Le complotisme est un terme forgé récemment pour caractériser une manière déjà assez ancienne de voir l’Histoire, et qui peut se décliner de manière variée. L’Histoire est alors considérée comme le produit d’un complot ourdi par un ou plusieurs groupes, et il y a autant de complotismes que de groupes auxquels on prête le double pouvoir de mener l’Histoire et de masquer leur action. Auparavant, on employait le terme de « conspirationnisme » pour désigner la croyance selon laquelle les grands événements historiques avaient pour origine l’action occulte d’un groupe.
Lors de la grande répression de la sorcellerie aux XVIe et XVIIe siècles, on voit surgir l’idée qu’un pouvoir occulte et organisé menacerait la société. Le complotisme est enraciné dans l’imaginaire politique contemporain qui émerge de manière décisive avec la Révolution française. Dans un ouvrage paru en 1986, Mythes et mythologies politiques, l’historien Raoul Girardet traite de l’idée de conspiration. Il y évoque les idées du complot maçonnique, juif, jésuite…
Nous allons simplement évoquer ici deux grands moments pour comprendre le fonctionnement du complotisme : le « moment Barruel », qui est fondateur, et celui du tristement célèbre Protocole des Sages de Sion. Puis nous verrons comment de nouveaux vecteurs favorisent de nos jours le renouvellement et la diffusion du complotisme.

Enregistrements issus d'une collection:
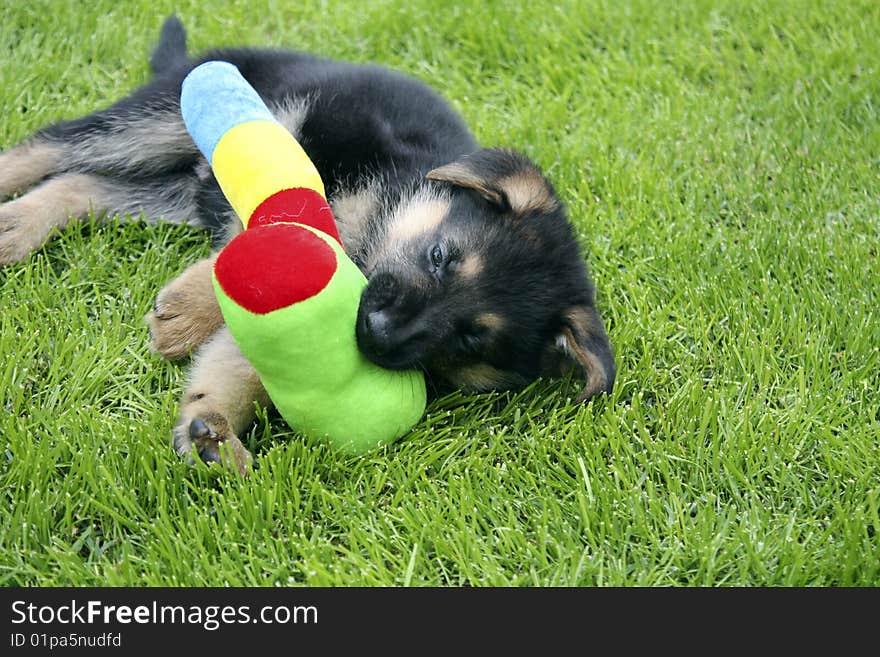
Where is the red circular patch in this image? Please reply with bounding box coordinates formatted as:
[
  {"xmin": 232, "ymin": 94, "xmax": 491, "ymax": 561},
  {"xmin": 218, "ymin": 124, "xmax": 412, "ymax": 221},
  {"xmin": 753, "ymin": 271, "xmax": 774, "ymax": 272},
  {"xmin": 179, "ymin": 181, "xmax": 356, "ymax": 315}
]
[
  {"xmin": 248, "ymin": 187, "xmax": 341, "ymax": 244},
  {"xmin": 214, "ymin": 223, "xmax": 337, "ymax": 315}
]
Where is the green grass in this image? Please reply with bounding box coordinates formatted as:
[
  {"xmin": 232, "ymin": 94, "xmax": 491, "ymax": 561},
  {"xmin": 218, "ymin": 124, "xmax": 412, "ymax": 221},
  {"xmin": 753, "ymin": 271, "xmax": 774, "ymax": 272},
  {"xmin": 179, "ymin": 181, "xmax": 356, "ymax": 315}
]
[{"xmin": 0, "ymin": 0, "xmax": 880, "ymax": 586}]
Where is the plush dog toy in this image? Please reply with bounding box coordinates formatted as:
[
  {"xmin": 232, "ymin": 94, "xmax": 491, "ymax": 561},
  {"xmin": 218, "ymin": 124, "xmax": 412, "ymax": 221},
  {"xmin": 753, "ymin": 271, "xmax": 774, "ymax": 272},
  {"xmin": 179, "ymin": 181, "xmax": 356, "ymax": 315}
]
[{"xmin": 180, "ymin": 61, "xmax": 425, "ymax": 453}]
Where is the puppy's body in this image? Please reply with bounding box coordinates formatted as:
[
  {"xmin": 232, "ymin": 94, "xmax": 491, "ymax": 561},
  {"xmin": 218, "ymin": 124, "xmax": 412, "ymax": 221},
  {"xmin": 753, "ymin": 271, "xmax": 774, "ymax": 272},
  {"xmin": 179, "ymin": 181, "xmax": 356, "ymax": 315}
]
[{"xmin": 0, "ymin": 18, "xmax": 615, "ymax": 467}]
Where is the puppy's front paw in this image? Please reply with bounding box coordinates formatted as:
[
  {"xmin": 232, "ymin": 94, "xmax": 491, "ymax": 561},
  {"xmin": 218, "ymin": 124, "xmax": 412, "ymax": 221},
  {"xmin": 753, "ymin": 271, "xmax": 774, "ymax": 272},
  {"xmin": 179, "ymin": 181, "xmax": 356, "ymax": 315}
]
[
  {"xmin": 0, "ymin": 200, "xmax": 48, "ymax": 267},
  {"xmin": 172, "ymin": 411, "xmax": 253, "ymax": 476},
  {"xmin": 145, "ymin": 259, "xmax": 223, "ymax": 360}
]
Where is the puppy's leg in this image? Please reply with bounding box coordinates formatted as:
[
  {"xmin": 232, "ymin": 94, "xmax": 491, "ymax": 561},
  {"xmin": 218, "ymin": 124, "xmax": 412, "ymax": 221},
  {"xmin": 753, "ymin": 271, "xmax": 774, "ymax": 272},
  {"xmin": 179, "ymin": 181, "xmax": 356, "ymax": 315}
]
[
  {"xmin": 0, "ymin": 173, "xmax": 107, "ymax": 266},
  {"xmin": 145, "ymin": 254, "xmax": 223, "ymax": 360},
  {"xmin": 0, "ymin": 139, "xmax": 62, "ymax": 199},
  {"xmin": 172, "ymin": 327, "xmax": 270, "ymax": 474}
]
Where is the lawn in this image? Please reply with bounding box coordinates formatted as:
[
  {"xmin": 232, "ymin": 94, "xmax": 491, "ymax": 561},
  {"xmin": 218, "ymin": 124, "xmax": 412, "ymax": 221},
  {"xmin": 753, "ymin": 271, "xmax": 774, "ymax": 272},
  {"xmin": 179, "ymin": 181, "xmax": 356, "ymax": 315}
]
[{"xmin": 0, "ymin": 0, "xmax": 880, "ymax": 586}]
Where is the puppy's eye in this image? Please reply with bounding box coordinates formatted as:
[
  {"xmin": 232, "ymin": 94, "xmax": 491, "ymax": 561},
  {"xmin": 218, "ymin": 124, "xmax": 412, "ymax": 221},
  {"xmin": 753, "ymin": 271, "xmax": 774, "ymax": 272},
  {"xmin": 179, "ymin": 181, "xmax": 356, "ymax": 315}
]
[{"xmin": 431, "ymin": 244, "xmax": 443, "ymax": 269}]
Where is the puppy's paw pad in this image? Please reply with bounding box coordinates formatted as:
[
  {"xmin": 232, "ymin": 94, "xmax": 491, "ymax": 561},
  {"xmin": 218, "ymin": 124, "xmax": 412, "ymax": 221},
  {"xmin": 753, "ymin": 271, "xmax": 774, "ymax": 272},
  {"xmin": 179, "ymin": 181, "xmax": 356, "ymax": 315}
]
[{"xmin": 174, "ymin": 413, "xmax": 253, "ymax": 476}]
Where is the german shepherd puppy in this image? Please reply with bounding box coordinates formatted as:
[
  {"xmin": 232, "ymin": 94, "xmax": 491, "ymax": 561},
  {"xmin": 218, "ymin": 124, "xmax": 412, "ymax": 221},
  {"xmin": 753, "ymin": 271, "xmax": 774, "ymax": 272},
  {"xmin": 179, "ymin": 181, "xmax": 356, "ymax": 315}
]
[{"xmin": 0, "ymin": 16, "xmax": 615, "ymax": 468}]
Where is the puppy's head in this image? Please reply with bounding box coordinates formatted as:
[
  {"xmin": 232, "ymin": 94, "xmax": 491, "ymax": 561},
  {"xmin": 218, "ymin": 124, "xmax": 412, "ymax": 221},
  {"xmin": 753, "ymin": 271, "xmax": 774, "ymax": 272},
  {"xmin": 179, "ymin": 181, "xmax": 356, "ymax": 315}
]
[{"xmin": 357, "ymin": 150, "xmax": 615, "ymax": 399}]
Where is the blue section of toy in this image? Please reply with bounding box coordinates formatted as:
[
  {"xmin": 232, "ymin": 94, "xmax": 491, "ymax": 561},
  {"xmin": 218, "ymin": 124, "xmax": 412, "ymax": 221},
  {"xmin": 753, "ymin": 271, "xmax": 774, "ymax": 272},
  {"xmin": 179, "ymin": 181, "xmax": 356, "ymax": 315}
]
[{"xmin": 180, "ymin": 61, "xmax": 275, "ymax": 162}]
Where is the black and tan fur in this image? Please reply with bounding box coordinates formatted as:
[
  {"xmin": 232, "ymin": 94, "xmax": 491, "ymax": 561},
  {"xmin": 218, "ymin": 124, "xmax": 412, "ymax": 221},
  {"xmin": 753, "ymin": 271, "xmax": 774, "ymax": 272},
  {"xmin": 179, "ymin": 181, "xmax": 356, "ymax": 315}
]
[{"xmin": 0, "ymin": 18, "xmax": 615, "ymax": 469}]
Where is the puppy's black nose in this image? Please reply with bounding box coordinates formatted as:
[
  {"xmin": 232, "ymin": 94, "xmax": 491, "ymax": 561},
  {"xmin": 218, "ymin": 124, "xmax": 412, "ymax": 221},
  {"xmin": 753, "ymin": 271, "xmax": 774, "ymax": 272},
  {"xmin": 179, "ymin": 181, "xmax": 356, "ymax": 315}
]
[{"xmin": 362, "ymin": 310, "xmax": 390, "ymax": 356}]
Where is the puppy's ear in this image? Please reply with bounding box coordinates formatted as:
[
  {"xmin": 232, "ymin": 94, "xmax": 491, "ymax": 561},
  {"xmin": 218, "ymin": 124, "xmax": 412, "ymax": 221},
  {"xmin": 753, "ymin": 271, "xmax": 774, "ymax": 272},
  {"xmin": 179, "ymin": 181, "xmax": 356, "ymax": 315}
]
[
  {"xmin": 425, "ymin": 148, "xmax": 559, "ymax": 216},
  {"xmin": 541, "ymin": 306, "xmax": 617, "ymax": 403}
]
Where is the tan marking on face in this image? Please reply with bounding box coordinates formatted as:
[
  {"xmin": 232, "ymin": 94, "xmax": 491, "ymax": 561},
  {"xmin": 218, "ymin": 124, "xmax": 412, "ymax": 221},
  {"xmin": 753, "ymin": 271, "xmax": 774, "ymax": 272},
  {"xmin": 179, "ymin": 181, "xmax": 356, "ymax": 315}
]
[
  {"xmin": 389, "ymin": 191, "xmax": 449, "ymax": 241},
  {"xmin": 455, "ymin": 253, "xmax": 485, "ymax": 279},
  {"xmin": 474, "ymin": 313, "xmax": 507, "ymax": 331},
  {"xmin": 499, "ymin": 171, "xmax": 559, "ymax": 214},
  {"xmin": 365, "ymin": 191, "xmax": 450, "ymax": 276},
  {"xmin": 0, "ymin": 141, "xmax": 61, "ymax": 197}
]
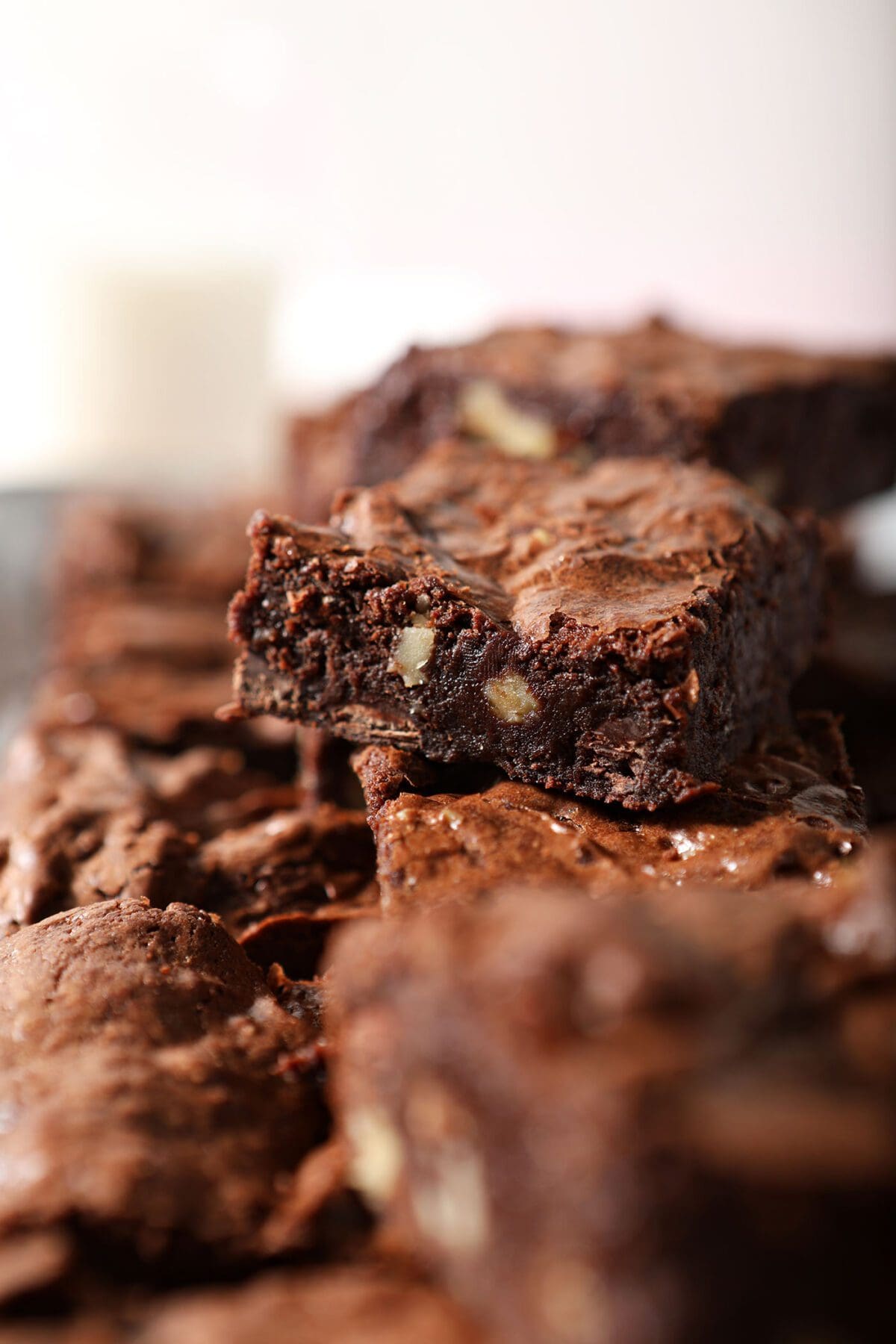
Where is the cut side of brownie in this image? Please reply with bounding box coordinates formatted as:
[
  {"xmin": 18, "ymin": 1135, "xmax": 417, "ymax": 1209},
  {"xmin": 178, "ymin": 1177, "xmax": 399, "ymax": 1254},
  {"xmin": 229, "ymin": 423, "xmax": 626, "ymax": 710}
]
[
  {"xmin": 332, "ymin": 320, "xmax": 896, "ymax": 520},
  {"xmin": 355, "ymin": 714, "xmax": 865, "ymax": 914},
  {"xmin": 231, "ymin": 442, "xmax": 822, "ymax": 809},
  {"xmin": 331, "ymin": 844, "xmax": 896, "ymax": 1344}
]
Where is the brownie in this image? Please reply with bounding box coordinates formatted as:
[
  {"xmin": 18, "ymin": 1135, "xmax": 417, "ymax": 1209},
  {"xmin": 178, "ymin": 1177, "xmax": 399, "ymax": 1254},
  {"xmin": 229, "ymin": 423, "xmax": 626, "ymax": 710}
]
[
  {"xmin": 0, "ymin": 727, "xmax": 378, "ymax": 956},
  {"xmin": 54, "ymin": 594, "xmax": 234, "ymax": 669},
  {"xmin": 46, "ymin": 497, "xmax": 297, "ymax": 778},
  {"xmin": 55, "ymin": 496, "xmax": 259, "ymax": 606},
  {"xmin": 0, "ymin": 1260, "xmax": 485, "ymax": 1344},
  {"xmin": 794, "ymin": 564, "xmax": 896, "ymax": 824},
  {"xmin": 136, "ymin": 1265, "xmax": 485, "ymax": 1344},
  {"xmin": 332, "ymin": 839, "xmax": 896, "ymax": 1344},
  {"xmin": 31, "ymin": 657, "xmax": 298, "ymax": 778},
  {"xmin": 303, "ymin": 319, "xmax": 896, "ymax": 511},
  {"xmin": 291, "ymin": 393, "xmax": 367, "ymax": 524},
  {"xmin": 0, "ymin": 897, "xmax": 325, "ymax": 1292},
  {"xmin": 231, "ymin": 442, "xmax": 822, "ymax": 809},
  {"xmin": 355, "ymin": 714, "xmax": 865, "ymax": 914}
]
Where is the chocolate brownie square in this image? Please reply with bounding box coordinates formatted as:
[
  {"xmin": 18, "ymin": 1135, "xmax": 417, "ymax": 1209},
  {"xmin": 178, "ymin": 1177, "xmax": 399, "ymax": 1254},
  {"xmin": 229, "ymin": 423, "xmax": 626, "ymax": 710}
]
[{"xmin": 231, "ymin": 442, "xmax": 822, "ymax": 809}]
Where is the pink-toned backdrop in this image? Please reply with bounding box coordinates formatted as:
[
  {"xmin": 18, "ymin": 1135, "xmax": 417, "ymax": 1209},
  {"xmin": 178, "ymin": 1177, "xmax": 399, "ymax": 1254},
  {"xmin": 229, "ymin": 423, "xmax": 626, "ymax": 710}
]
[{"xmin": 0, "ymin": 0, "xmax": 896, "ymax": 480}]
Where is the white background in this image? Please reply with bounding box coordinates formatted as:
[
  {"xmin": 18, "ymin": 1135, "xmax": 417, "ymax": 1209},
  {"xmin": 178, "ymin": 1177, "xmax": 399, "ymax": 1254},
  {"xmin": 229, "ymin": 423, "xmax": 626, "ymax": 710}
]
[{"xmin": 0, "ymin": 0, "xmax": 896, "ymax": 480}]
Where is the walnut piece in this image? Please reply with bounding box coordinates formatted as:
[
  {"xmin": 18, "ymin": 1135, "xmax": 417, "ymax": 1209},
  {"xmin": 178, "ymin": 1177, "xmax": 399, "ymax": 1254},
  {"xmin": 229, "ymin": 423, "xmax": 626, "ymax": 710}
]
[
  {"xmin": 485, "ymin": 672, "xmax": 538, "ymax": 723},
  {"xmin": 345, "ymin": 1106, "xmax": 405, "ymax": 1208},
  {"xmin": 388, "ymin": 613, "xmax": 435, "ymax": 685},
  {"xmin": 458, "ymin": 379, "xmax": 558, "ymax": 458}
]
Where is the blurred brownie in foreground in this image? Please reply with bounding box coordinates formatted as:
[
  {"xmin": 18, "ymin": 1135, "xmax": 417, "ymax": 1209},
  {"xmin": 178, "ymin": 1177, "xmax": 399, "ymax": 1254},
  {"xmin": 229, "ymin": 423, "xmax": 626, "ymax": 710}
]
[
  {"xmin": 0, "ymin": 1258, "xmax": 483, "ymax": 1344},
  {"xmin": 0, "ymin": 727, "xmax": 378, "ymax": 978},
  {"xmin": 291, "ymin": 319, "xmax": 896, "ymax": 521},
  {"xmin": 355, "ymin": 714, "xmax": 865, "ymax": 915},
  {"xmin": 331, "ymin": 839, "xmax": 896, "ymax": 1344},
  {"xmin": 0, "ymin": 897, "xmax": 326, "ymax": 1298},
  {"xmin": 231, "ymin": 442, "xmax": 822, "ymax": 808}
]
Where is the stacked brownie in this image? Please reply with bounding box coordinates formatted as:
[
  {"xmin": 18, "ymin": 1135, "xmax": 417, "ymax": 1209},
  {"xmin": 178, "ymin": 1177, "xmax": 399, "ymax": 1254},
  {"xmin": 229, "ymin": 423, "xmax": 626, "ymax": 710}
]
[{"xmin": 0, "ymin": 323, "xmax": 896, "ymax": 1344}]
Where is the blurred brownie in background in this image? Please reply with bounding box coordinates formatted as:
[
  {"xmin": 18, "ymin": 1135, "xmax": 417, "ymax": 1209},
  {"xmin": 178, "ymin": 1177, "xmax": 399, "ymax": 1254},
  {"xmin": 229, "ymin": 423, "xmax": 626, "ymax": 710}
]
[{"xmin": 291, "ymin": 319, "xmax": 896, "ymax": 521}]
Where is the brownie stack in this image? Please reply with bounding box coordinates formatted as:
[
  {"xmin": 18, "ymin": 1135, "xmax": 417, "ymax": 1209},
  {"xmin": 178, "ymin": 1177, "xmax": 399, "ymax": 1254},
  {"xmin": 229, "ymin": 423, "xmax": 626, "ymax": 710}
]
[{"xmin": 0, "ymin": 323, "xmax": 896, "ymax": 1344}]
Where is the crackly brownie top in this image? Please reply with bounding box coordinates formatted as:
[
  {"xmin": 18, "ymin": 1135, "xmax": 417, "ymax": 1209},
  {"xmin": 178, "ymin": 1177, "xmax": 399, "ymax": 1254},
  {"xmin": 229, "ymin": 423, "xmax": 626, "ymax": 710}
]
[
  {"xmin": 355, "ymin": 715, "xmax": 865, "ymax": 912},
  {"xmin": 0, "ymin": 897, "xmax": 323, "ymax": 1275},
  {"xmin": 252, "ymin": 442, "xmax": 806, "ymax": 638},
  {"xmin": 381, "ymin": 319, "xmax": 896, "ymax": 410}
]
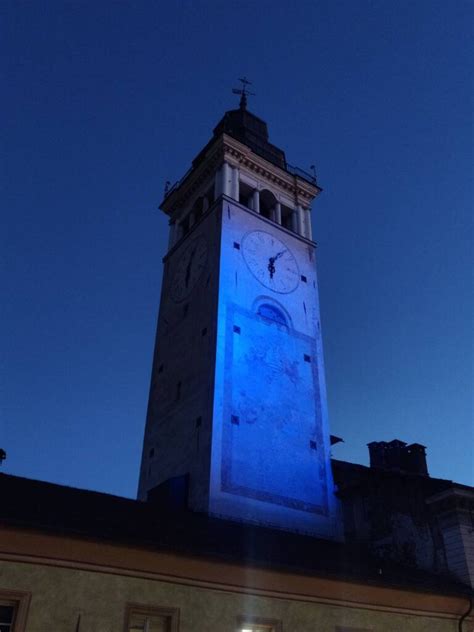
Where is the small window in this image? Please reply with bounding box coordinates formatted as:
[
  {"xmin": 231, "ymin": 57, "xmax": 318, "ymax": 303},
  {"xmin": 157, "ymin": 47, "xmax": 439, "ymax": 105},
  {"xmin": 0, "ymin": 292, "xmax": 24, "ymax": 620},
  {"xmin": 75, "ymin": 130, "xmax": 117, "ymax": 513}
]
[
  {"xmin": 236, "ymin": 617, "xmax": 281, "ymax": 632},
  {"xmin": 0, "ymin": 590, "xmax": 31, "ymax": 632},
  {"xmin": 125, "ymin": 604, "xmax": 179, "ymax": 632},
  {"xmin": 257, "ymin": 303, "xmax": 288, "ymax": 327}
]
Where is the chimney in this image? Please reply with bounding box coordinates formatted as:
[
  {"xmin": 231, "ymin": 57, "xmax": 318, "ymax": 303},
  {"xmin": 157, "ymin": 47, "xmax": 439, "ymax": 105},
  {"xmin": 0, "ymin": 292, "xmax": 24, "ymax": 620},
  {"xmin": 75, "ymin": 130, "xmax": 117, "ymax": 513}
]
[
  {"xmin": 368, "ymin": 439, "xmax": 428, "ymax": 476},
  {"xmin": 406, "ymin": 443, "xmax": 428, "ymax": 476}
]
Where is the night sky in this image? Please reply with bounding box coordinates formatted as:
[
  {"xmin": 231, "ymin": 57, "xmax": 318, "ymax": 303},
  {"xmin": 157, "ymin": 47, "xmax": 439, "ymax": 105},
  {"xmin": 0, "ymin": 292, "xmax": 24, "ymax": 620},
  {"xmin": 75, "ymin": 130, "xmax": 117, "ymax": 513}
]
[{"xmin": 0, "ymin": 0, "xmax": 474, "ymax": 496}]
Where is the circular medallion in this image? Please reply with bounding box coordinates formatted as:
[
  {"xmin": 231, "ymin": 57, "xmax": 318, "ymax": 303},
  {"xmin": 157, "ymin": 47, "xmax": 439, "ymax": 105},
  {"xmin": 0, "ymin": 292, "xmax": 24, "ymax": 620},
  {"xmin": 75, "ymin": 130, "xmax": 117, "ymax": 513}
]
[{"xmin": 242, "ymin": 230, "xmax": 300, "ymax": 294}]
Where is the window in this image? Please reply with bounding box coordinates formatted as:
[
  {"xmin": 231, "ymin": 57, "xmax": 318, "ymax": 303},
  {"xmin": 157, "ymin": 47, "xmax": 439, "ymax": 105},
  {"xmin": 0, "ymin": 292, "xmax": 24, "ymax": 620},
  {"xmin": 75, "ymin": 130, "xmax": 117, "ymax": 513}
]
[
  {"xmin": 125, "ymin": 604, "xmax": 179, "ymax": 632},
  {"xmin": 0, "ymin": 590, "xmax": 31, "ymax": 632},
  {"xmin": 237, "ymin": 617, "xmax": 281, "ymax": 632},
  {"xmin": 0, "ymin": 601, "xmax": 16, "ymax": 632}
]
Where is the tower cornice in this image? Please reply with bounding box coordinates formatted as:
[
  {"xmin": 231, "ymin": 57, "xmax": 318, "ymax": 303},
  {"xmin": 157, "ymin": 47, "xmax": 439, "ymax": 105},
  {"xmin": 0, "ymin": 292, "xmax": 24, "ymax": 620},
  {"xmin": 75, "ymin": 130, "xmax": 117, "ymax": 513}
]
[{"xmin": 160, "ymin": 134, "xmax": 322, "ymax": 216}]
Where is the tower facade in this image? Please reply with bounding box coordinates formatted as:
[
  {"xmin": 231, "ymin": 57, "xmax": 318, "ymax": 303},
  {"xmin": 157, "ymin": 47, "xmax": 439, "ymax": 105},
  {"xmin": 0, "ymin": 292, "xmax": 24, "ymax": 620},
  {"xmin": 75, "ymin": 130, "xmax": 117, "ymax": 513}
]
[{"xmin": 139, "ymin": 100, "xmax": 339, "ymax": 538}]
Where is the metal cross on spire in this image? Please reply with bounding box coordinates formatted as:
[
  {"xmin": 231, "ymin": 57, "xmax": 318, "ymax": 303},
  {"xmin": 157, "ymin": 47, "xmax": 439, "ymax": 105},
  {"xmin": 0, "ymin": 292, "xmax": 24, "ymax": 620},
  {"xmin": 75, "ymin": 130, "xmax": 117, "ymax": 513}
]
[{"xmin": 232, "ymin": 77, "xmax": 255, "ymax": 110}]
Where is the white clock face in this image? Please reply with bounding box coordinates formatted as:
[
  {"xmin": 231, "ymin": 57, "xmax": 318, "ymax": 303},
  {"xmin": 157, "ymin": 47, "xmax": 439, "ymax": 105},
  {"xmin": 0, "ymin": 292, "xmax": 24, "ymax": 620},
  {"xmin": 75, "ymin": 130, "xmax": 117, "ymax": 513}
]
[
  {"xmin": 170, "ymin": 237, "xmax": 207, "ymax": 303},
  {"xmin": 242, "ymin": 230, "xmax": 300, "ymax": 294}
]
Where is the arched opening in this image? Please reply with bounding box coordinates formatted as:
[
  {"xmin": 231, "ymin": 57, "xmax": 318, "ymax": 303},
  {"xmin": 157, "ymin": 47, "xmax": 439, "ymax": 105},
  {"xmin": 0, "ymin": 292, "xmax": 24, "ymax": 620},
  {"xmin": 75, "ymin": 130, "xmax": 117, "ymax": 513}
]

*Consigne 1*: Transcrivez fidèlement le passage du texte sur le complotisme qui va de « Le complotisme est un » jusqu'à « occulte d’un groupe. ».
*Consigne 2*: Traduisez en anglais la phrase suivante du texte sur le complotisme : « Le complotisme est enraciné dans l’imaginaire politique contemporain qui émerge de manière décisive avec la Révolution française. »
*Consigne 3*: Prolongez le texte sur le complotisme au-delà de sa dernière phrase.

*Réponse attendue 1*:
Le complotisme est un terme forgé récemment pour caractériser une manière déjà assez ancienne de voir l’Histoire, et qui peut se décliner de manière variée. L’Histoire est alors considérée comme le produit d’un complot ourdi par un ou plusieurs groupes, et il y a autant de complotismes que de groupes auxquels on prête le double pouvoir de mener l’Histoire et de masquer leur action. Auparavant, on employait le terme de « conspirationnisme » pour désigner la croyance selon laquelle les grands événements historiques avaient pour origine l’action occulte d’un groupe.

*Réponse attendue 2*: Conspiracism is rooted in the contemporary political imagination, which emerges decisively with the French Revolution.

*Réponse attendue 3*:
L’extrapolation complotiste : l’exemple de l’abbé Barruel (1741-1820)
Pour que le complotisme se hausse à une vision globale de l’Histoire, il fallait que se produise un grand bouleversement qui paraisse inexplicable. Telle est la Révolution française : un événement qui en moins de trois ans balaie la plus ancienne monarchie d’Europe, dont personne n’arrive à freiner le cours ni à stopper la radicalisation, qui voit la France, réduite à ses seules forces, parvenir à tenir tête aux coalitions européennes, et bouleverse finalement presque toute l’Europe continentale.
Comment rendre compte de cet événement – de cette catastrophe, pensent les hommes qui lui sont hostiles ? Joseph de Maistre, dans ses Considérations sur la France (1796), estime que l’action de Dieu est derrière tout cela : la France était selon lui le pays le plus influent de la chrétienté, elle a « démoralisé » l’Europe en diffusant les Lumières, elle est donc punie afin qu’elle retrouve le chemin du catholicisme. L’abbé Barruel est un jésuite. Il a connu en mars 1764 l’expulsion des jésuites décidée par Louis XV, et la suppression de l’ordre en 1773 par le pape Clément XIV. À l’été 1774, il est devenu précepteur des princes saxons. Cultivé, il aime la littérature, mais la Révolution, dont il suit les débuts en France, lui permet de développer sa véritable vocation de polémiste. Comme une grande moitié des catholiques, il refuse la Constitution civile du clergé, puis quitte la France lorsque la monarchie s’effondre, le 10 août 1792, et se réfugie en Angleterre.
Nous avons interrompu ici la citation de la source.